▸ **Exercise instructions**: Render the listing below as a numbered list, omitting any blank lines.

============

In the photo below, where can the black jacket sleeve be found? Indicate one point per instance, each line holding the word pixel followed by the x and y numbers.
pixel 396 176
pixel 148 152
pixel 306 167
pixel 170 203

============

▸ **Solution to this exercise**:
1. In the photo below, where can the black jacket sleeve be found? Indicate one point per instance, each line holding the word pixel followed by the x and y numbers.
2. pixel 396 176
3. pixel 148 152
4. pixel 306 167
5. pixel 170 203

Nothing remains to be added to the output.